Pasaje
Antes de llegar a España, Irving ya tenía una imagen de aquel país instalada en su cabeza. Dicha imagen estaba bastante alejada de la realidad y había sido construida sobre ciertas lecturas de ambiente medieval y hechos guerreros de la Reconquista, además de El Quijote. Sin mayor problema había completado esta imagen con sus lecturas juveniles de Las Mil y Una Noches; de tal manera que al llegar a Madrid debió chocarle el áspero ambiente castellano. Esto no desanimó en absoluto a Washington Irving, porque, como veremos, se desentendió de la realidad y abrazó con mucha más fuerza lo que su imaginación deseaba. Al fin, era un romántico y no le interesaba lo rudimentario de la vida, prefería la enorme belleza de la fantasía.
Fruto de aquel trabajo fue la redacción de varias obras sobre Cristobal Colón y otros descubridores. Sumergido en esta labor, se interesó por todos los aspectos de la época de los Reyes Católicos, entre ellos, la guerra con el reino de Granada. El tema le gustó tanto que comenzó a escribir un libro al que tituló Crónica de la Conquista de Granada. Fue tal su entusiasmo por este asunto que llegó a abandonar los trabajos sobre Colón y quedó absorto con la historia del reino de Granada.
Pero, ¿por qué tenía tanto interés para Washington Irving la historia de aquella taifa? Pues bien, todo consistía en que el reino de Granada era una sociedad moribunda; era el resto que había quedado del mundo hispanomusulmán, y que desapareció definitivamente en 1.492. Este gusto por lo que muere o ha muerto para siempre es muy romántico. A los románticos no les gustan los edificios recién construidos, prefieren las ruinas decadentes; no les gustan los seres llenos de energía que ascienden por la escala de la vida, prefieren los que,desgastados, caen sin remedio por la pendiente que lleva a la desaparición; ésta es la causa por la que Washington Irving se sintió irresistiblemente atraído por el reino de Granada.
Era inevitable que Irving visitase Granada; el 8 de marzo de 1.828 llegó por primera vez a la antigua ciudad nazarí y la abandonó el 18 del mismo més; fue, por tanto, una estancia sumamente corta. Regresó a Sevilla para continuar escribiendo su Crónica de la Conquista del Reino de Granada y comenzó a escribir un cuaderno de viajes que más tarde acabaría llamándose Cuentos de la Alhambra.
La primera visita a Granada había sido excesivamente corta y el nuevo libro de viajes que estaba escribiendo exigía que hiciese otra visita a la ciudad. En mayo de 1.829 emprendió un nuevo viaje acompañado del príncipe ruso Dolgoruki. Gracias a estar al servicio del cuerpo diplomático de Estados Unidos en España, consiguió que el gobernador de Granada le permitiese alojarse en la Alhambra. Su intención era permanecer en la ciudad durante muchos meses, pero repentinamente recibió la noticia de su nombramiento como secretario de la legación norteamericana y tuvo que abandonar Granada a finales de julio de 1.829 para no volver nunca más. En total, sumando las dos estancias en la ciudad, Irving pasó en Granada poco más de tres meses; poco tiempo, pero suficiente para recopilar una colección de leyendas populares que incluiría en su cuaderno de viajes que ,como ya hemos dicho, titularía Cuentos de la Alhambra.

Registros proporcionados
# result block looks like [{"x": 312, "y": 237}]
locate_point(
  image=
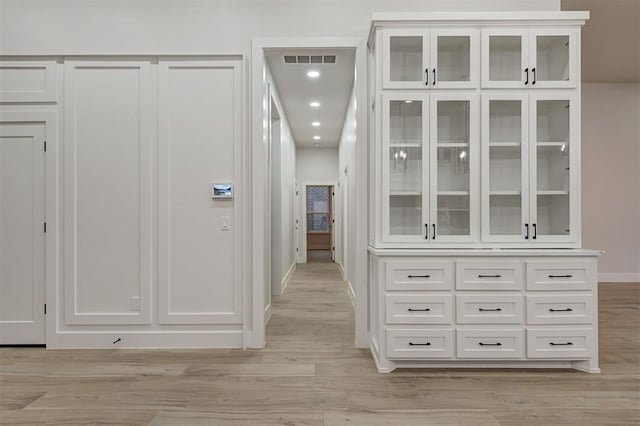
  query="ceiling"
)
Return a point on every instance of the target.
[
  {"x": 610, "y": 40},
  {"x": 332, "y": 89}
]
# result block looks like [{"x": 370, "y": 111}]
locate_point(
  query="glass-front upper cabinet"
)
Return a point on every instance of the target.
[
  {"x": 435, "y": 59},
  {"x": 505, "y": 200},
  {"x": 542, "y": 58},
  {"x": 405, "y": 155},
  {"x": 453, "y": 181},
  {"x": 554, "y": 158}
]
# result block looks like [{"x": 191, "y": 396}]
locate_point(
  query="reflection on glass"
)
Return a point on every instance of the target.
[
  {"x": 552, "y": 57},
  {"x": 505, "y": 58},
  {"x": 406, "y": 58},
  {"x": 453, "y": 58}
]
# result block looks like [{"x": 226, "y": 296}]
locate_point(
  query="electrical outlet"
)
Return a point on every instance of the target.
[{"x": 135, "y": 304}]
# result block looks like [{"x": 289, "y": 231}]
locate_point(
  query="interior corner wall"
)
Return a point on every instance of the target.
[
  {"x": 347, "y": 179},
  {"x": 611, "y": 178},
  {"x": 283, "y": 228}
]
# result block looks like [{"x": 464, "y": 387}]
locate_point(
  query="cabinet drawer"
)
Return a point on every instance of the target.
[
  {"x": 555, "y": 343},
  {"x": 419, "y": 309},
  {"x": 492, "y": 309},
  {"x": 490, "y": 343},
  {"x": 554, "y": 309},
  {"x": 489, "y": 275},
  {"x": 558, "y": 275},
  {"x": 420, "y": 343},
  {"x": 419, "y": 275}
]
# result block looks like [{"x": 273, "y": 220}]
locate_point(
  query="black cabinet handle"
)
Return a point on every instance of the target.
[{"x": 534, "y": 76}]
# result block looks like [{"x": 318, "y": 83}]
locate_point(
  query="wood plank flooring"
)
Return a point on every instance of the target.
[{"x": 310, "y": 374}]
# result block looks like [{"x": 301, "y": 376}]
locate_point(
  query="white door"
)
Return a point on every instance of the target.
[
  {"x": 22, "y": 240},
  {"x": 454, "y": 59},
  {"x": 505, "y": 58},
  {"x": 406, "y": 55},
  {"x": 505, "y": 199},
  {"x": 553, "y": 167},
  {"x": 553, "y": 57},
  {"x": 454, "y": 167}
]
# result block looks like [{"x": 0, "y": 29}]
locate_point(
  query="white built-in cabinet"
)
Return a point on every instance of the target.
[{"x": 474, "y": 256}]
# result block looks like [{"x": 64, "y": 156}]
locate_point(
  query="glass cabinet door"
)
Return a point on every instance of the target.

Instrucción
Transcribe sin cambios el fragmento del pasaje sobre Washington Irving y Granada que va desde "Antes de llegar" hasta "de la fantasía.", ambos incluidos. Los registros no desempeñan ningún papel aquí.

Resultado obtenido
Antes de llegar a España, Irving ya tenía una imagen de aquel país instalada en su cabeza. Dicha imagen estaba bastante alejada de la realidad y había sido construida sobre ciertas lecturas de ambiente medieval y hechos guerreros de la Reconquista, además de El Quijote. Sin mayor problema había completado esta imagen con sus lecturas juveniles de Las Mil y Una Noches; de tal manera que al llegar a Madrid debió chocarle el áspero ambiente castellano. Esto no desanimó en absoluto a Washington Irving, porque, como veremos, se desentendió de la realidad y abrazó con mucha más fuerza lo que su imaginación deseaba. Al fin, era un romántico y no le interesaba lo rudimentario de la vida, prefería la enorme belleza de la fantasía.